▸ **DOCUMENT EXTRACT**:
'''
Research from Kent’s School of Economics predicts an end to deregulated competitive pubic transport in the UK as a consequence of Covid-19 social distancing measures leading to drastically reduced ridership, requiring a major rethinking of the provision of public transport.
This paper, published in Transport Policy, argues that the situation will require a fundamental approach to long-term policy for transport as a whole. This is an opportunity to reconstruct the system whilst addressing such problems as the environmental impact of transport, congestion and questions of transport justice such as accessibility to transport for disadvantaged groups in society.
Covid-19 has been a major disruptor on all aspects of the transport system, local, national and international. This has been significant for both the UK’s public sector and private sector operators and has thrown most business models into disarray, demonstrating the system’s fragility to crisis. Whilst the UK Government provides funding for services to continue amid the pandemic, the length of the emergency and the slow recovery threaten this ability to maintain support until demand returns to pre-pandemic levels.
'''
▸ **DATASET RECORDS**:
'''
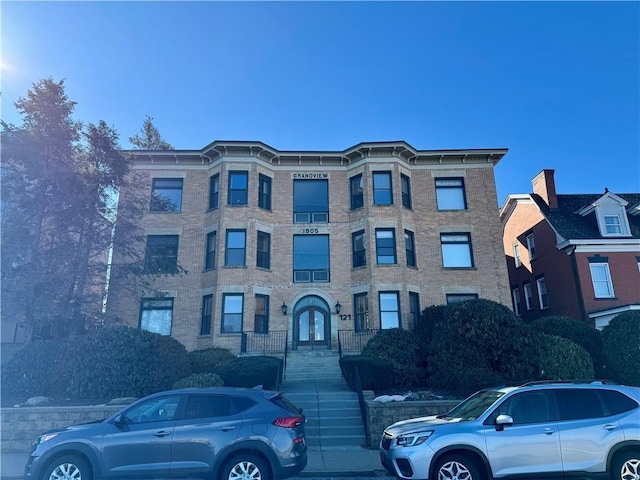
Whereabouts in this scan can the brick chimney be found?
[531,169,558,208]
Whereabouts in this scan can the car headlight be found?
[396,430,433,447]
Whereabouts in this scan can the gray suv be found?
[25,388,307,480]
[380,381,640,480]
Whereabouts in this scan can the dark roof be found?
[531,192,640,240]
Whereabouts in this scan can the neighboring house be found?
[107,141,510,352]
[500,170,640,329]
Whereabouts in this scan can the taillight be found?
[273,417,304,428]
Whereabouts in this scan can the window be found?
[258,174,271,210]
[253,294,269,333]
[536,277,549,310]
[293,235,329,283]
[440,233,473,268]
[447,293,478,305]
[376,228,397,265]
[604,215,622,235]
[227,171,249,205]
[373,172,393,205]
[436,178,467,210]
[200,295,213,335]
[513,243,522,268]
[349,175,364,210]
[293,180,329,223]
[140,298,173,335]
[220,293,244,333]
[353,292,370,332]
[589,257,614,298]
[522,282,533,310]
[151,178,182,212]
[224,230,247,267]
[400,175,411,210]
[409,292,420,328]
[256,232,271,268]
[379,292,400,328]
[527,233,538,260]
[209,173,220,210]
[204,232,217,270]
[511,287,522,315]
[144,235,178,273]
[404,230,416,267]
[351,230,367,268]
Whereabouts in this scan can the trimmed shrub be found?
[530,315,603,378]
[189,347,236,373]
[173,373,224,389]
[362,328,422,387]
[538,334,594,380]
[340,355,393,391]
[217,356,283,390]
[602,310,640,386]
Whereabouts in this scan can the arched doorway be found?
[293,295,331,349]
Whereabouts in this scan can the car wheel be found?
[611,452,640,480]
[436,455,484,480]
[44,455,91,480]
[222,453,270,480]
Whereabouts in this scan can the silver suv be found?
[380,381,640,480]
[25,388,307,480]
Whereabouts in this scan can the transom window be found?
[436,178,467,210]
[293,235,329,283]
[293,180,329,223]
[151,178,182,212]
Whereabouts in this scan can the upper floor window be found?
[440,233,473,268]
[151,178,182,212]
[293,180,329,223]
[144,235,178,273]
[258,174,271,210]
[376,228,398,264]
[373,172,393,205]
[349,174,364,210]
[227,171,249,205]
[378,292,400,328]
[140,297,173,335]
[351,230,367,268]
[436,178,467,210]
[293,235,329,283]
[209,173,220,210]
[224,230,247,267]
[400,174,411,210]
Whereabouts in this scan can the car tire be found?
[222,453,271,480]
[435,454,484,480]
[43,455,92,480]
[611,452,640,480]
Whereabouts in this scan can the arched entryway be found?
[293,295,331,349]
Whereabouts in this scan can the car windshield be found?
[439,390,504,420]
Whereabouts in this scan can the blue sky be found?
[0,1,640,204]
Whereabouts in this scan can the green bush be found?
[362,328,423,387]
[217,356,283,390]
[531,316,603,378]
[428,299,537,395]
[340,355,393,391]
[189,347,236,373]
[173,373,224,389]
[602,310,640,386]
[538,334,594,380]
'''
▸ **PROMPT A**:
Please print the passage of the Covid-19 transport article from "Research from Kent’s" to "groups in society.".
▸ **PROMPT B**:
Answer these questions using the Covid-19 transport article:
(i) Which journal published the paper?
(ii) Which school at Kent produced the research?
(iii) What does the UK Government fund amid the pandemic?

▸ **EXPECTED OUTPUT A**:
Research from Kent’s School of Economics predicts an end to deregulated competitive pubic transport in the UK as a consequence of Covid-19 social distancing measures leading to drastically reduced ridership, requiring a major rethinking of the provision of public transport.
This paper, published in Transport Policy, argues that the situation will require a fundamental approach to long-term policy for transport as a whole. This is an opportunity to reconstruct the system whilst addressing such problems as the environmental impact of transport, congestion and questions of transport justice such as accessibility to transport for disadvantaged groups in society.

▸ **EXPECTED OUTPUT B**:
(i) Transport Policy
(ii) The School of Economics
(iii) Services, so that they can continue